■ Document passage ■
=-=-=-=-=

Expat Financial Planning: Why Americans Should Consider a Solo 401(k)Submitted by Creveling & Creveling Private Wealth Advisory on July 19th, 2016
By Peggy Creveling, CFA and Chad Creveling, CFA
This article is for general information purposes only and is not intended as specific tax advice. Please consult your tax advisor for advice relevant to your situation.
If you're an American working overseas who's a contractor, sole proprietor, or small business owner, you may think that there are few U.S. tax-advantaged choices available to help you save for retirement. Those expats not working for U.S. firms are often unaware that they could be eligible to contribute to U.S. tax-advantaged retirement plans. Depending on your situation, however, there may be several alternatives from which to choose. The solo 401(k)―sometimes referred to as the single 401(k) or individual 401(k)―is one that can be a powerful retirement savings tool for some U.S. expats who are self-employed or who own a small business.
Benefits of Solo 401(k) Plans
Qualified expat contractors, sole proprietors, or small business owners can gain from contributing to a solo 401(k) plan in several ways. Of course, there are obvious benefits to accumulating savings in U.S. tax-advantaged accounts. But with the solo 401(k), you can contribute much more on an annual basis than you can to individual retirement accounts (IRAs), and even than to other small business plans such as the simplified employee pension IRA (SEP IRA). Finally, with a solo 401(k), you also have the option of making either tax-deferred or tax-exempt (Roth) contributions.
Solo 401(k) Eligibility
Your sole proprietorship or small company can establish a solo 401(k) plan, provided that the only eligible plan participants are you the business owner and your U.S. spouse (if you have one). Generally this means you won't be able to set up a solo 401(k) if you have other U.S. employees. It's worth noting, however, that depending on your specific 401(k) plan documents, certain types of employees may be ineligible to participate, including nonresident aliens, part-time employees, and those younger than age 21. If your only other employees fall into one of these categories, a solo 401(k) plan may still be an option for you.
Contributing to a Solo 401(k) Plan
Similar to other 401(k) plans, solo 401(k) plans can allow contributions in the following ways:
- An employee contribution of up to $18,000 (2016) if younger than age 50, or $24,000 if age 50 or above
- An employer (or profit-sharing) contribution of:
- Up to 25% of net adjusted business profits for those not required to pay self-employment tax
- Up to 20% of net adjusted business profits for those who are required to pay self-employment tax
For expat solo proprietors, contractors, or owners of foreign small businesses, a portion of your salary is effectively designated as the profit-sharing contribution. The maximum annual total limit for all types of contributions is $53,000 (2016), or $59,000 if age 50 or over.

=-=-=-=-=

■ Exercise instructions ■
a: Reproduce the solo 401(k) article word for word, everything from "Expat Financial Planning: Why" down to "to your situation.".
b: Using the solo 401(k) article, decide whether each statement agrees with it, answering yes or no and quoting the deciding words: (i) A solo 401(k) lets the owner choose between tax-deferred and Roth contributions. (ii) Nonresident aliens must always be allowed to participate in the plan. (iii) In 2016, someone younger than 50 could make an employee contribution of up to $24,000.
The listing that comes next plays no part in this exercise.

■ Raw data ■

=-=-=-=-=

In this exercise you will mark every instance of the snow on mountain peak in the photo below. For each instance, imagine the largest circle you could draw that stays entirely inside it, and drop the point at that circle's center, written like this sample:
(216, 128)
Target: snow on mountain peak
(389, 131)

=-=-=-=-=

■ The replies ■
a:
Expat Financial Planning: Why Americans Should Consider a Solo 401(k)Submitted by Creveling & Creveling Private Wealth Advisory on July 19th, 2016
By Peggy Creveling, CFA and Chad Creveling, CFA
This article is for general information purposes only and is not intended as specific tax advice. Please consult your tax advisor for advice relevant to your situation.

b:
(i) Yes: "you also have the option of making either tax-deferred or tax-exempt (Roth) contributions."
(ii) No: "certain types of employees may be ineligible to participate, including nonresident aliens"
(iii) No: "An employee contribution of up to $18,000 (2016) if younger than age 50, or $24,000 if age 50 or above"